(Source records)
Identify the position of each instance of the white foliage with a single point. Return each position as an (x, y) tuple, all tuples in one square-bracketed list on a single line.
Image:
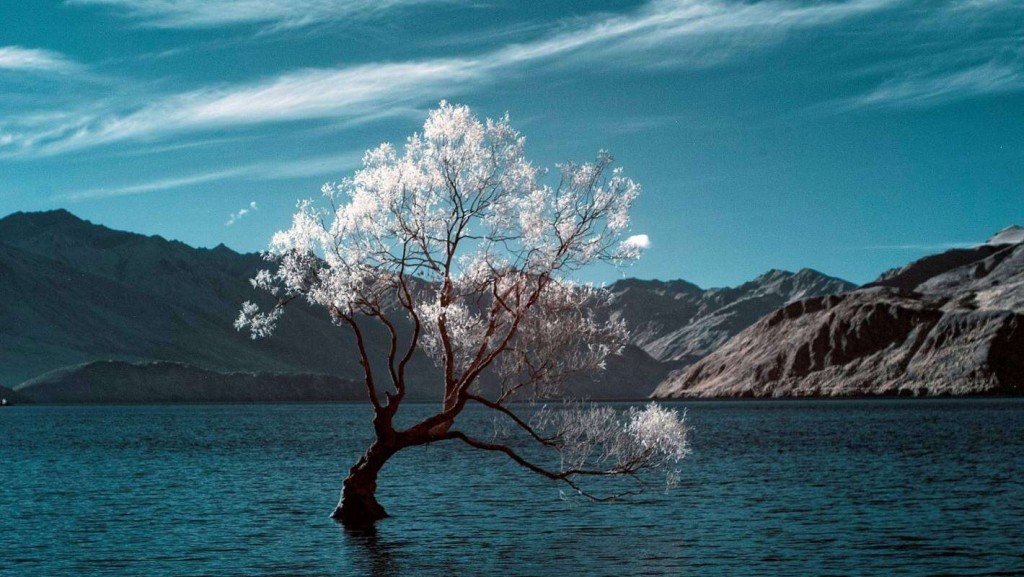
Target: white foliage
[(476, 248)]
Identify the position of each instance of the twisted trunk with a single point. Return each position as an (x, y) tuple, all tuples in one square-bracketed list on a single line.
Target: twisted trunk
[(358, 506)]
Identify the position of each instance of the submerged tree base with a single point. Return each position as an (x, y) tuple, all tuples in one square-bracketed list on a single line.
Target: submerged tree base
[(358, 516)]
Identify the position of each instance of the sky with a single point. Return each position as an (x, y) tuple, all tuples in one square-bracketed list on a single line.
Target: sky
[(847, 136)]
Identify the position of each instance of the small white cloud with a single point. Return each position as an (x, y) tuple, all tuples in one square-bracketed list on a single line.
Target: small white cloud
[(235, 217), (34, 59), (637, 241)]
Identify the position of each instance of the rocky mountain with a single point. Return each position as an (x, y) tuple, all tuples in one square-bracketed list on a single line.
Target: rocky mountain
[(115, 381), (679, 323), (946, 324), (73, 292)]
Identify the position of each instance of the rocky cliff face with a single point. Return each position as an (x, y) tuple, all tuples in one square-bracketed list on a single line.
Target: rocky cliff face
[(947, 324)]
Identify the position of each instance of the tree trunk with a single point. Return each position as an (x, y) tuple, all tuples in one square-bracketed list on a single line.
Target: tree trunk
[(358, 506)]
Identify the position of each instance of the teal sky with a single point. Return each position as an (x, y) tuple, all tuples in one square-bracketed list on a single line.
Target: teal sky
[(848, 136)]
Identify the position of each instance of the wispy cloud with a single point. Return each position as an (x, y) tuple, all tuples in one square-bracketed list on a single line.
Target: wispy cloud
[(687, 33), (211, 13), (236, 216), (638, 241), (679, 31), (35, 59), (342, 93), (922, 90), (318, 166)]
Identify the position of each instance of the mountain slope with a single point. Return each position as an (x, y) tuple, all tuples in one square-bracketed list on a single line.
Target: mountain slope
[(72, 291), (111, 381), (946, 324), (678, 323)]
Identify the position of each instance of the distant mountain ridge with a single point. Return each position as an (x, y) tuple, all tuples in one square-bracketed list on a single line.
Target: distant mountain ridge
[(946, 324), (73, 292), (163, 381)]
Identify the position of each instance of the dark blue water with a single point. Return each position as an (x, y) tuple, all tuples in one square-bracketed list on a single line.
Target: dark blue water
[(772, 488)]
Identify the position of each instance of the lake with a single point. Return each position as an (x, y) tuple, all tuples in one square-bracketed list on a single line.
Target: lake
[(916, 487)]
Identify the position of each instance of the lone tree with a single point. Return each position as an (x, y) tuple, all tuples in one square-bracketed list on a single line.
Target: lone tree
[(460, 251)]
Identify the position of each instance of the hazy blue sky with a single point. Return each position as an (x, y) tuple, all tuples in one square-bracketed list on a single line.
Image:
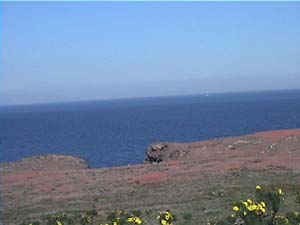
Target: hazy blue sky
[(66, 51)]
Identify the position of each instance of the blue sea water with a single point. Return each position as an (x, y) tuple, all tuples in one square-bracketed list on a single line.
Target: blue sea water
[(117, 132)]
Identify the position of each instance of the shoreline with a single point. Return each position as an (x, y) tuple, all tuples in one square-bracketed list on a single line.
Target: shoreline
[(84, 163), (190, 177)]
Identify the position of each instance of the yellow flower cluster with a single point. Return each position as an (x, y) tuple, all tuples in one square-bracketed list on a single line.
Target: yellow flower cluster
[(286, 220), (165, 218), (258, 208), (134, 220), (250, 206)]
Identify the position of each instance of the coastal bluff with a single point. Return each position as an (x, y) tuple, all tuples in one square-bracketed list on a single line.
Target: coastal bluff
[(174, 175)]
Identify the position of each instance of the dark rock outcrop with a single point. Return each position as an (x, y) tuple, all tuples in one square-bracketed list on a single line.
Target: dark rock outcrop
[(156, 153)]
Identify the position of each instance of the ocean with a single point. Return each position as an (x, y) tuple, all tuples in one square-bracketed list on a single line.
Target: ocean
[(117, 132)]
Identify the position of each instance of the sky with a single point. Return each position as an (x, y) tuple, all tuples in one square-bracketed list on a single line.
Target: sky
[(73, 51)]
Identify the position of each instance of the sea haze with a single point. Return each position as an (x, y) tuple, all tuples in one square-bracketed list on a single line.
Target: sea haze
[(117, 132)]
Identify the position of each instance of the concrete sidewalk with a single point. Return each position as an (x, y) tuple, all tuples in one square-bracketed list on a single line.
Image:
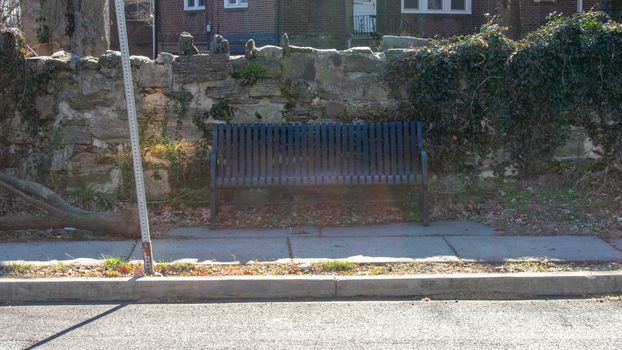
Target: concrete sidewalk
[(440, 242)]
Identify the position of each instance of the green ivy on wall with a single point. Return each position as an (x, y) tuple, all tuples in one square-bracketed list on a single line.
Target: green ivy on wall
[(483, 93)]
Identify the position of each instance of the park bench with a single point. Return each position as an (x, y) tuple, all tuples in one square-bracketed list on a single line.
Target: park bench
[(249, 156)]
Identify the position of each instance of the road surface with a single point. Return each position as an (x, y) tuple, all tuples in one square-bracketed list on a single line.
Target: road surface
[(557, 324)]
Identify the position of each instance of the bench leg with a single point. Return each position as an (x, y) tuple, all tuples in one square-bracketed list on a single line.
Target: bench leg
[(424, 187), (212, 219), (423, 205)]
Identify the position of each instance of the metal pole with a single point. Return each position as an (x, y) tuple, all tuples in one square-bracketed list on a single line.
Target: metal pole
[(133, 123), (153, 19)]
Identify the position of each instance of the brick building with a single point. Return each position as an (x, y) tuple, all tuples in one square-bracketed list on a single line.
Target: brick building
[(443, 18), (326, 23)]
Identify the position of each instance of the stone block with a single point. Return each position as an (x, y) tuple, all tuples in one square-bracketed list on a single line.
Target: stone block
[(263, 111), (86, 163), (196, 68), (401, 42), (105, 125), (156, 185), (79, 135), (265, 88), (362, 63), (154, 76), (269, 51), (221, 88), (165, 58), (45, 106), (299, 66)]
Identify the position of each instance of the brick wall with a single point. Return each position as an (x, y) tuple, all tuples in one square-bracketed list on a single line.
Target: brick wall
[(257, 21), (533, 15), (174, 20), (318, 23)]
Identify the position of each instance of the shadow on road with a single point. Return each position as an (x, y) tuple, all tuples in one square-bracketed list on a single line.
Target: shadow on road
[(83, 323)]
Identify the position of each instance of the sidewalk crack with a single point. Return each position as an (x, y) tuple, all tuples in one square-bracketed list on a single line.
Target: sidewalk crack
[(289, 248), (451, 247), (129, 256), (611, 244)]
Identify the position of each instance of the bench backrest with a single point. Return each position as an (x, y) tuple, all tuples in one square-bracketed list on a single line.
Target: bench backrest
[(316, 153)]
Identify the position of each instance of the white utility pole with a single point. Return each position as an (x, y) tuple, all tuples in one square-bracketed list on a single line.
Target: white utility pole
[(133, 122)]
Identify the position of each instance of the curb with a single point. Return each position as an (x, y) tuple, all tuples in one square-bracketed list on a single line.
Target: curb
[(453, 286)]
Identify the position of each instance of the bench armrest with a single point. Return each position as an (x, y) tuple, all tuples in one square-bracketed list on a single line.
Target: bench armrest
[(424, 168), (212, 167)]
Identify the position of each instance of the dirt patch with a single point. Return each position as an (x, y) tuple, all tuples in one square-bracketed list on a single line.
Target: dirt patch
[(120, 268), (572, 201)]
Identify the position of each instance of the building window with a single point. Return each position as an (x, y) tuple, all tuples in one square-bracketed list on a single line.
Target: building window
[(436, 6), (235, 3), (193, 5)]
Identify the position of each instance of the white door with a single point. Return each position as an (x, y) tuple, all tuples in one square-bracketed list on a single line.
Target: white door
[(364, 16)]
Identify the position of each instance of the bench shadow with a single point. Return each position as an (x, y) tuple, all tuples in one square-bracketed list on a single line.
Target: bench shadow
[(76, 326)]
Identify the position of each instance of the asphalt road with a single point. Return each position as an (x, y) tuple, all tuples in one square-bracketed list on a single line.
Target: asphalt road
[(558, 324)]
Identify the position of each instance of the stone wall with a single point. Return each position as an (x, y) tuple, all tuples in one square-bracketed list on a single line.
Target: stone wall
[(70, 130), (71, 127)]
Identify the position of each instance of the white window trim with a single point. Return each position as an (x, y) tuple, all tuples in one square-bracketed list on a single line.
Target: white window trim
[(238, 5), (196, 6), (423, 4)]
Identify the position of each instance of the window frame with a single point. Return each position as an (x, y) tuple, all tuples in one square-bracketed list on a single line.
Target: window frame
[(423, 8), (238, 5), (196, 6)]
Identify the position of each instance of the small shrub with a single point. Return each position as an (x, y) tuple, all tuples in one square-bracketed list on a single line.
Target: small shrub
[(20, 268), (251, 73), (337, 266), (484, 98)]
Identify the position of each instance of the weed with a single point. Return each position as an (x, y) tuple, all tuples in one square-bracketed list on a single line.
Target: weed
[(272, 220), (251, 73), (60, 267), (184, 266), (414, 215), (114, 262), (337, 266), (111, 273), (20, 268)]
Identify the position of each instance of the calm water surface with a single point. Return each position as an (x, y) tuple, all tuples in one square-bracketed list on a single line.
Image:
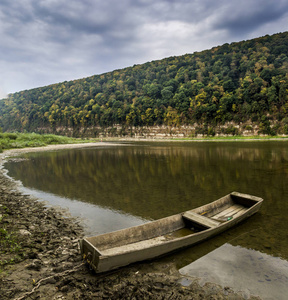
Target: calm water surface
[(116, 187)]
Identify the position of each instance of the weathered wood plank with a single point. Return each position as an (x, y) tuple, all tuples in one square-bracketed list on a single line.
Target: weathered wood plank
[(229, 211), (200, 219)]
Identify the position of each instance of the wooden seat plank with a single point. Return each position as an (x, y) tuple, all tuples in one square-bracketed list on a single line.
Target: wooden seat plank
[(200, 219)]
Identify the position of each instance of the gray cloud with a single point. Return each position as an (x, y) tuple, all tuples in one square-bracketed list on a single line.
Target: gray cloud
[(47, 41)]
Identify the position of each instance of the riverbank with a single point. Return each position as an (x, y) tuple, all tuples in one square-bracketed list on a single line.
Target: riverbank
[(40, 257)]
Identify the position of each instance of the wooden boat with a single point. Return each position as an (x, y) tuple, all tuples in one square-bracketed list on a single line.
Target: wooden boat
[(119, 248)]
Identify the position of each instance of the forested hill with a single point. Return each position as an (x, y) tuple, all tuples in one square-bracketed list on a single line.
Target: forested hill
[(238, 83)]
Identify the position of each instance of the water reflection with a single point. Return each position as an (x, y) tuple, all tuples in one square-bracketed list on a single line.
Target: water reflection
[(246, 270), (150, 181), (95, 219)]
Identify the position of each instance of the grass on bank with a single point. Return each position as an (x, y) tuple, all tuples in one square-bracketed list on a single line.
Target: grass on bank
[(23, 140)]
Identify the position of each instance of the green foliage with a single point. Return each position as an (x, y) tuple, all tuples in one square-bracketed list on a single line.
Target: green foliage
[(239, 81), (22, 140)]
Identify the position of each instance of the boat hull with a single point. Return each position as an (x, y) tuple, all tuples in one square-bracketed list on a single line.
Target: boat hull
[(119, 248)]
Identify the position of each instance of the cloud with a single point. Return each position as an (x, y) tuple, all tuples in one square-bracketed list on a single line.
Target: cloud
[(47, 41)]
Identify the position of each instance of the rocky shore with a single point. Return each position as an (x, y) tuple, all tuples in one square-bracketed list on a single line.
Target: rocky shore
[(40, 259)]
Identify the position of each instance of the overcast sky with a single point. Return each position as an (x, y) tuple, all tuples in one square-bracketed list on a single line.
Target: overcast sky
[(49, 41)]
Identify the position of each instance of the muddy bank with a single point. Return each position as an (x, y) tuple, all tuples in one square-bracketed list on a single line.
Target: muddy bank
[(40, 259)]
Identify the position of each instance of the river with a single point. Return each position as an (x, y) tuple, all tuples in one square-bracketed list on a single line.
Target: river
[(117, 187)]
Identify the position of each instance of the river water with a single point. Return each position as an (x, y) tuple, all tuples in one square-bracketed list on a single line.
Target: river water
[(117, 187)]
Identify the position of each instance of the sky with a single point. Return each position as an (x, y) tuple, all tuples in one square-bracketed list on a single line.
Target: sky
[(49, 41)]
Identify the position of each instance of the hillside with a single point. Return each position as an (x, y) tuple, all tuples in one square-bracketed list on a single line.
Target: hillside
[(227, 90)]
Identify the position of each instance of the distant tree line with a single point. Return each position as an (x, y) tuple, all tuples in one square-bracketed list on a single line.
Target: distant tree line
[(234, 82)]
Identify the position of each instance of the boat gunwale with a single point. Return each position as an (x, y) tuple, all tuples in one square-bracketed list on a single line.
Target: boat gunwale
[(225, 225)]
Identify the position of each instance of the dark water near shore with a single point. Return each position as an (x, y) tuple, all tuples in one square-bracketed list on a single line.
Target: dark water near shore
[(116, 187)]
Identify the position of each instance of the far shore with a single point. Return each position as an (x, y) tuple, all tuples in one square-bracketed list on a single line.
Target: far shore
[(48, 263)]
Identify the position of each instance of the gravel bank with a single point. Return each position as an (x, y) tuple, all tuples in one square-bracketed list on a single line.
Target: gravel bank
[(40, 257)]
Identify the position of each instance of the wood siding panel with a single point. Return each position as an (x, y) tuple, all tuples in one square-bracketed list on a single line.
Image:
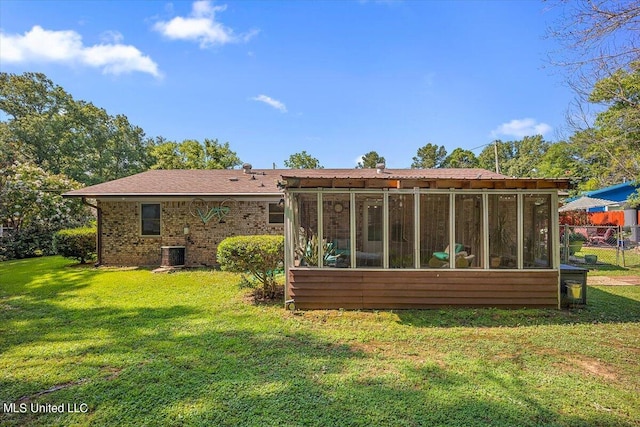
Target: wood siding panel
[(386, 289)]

(Your task)
Rewrite the entries from the line containing "Identify the position of each instance of the coastal" down to the line containing "[(249, 156)]", swapping "park bench" for "wooden bench" and keeping everything else the same. Leave the pictures out of your version.

(Output below)
Identify the position of each instance of the coastal bluff with a single point. Return each position as an (x, y) tuple, all tuples in one square-bracketed list on a single line.
Target: coastal bluff
[(174, 175)]
Identify the position of each instance of the dark rock outcrop with a single point. Return each position as an (x, y) tuple, all tuples in one square-bracketed list on a single line.
Target: dark rock outcrop
[(156, 153)]
Identify the position of each instance of the ocean with a single point. Return each position as an (x, y) tuple, all tuples in one square-bracketed list on a single line.
Target: ocean
[(117, 132)]
Identify the position of each instance of the sky with a single point. Return each position as an (x, y) tuple, all tuples in one square-bracketed list on a single line.
Target: sky
[(73, 51)]
Identify the position of each instance of the sea haze with a single point. Return each position as an (x, y) tuple, all tuples in one square-bracketed list on a single line.
Target: sea haze
[(117, 132)]
Identify the position of each instance of the concrete sidewalk with a single point. Return each position as an (x, y) tuple, all tuples in one square-bracketed list on a single line.
Image:
Target: concrete sidewalk
[(440, 242)]
Identify the position of each instance of the green ivy on wall with a single point. Return each position as an (x, y) tuple, all tuples in one square-bracketed list on a single line.
Target: green ivy on wall
[(483, 93)]
Identify the position of each instance of the wooden bench with a single point. Return each position as an (x, y) tuple, all tuples in one square-bracketed list on a single line.
Target: wooden bench
[(249, 156)]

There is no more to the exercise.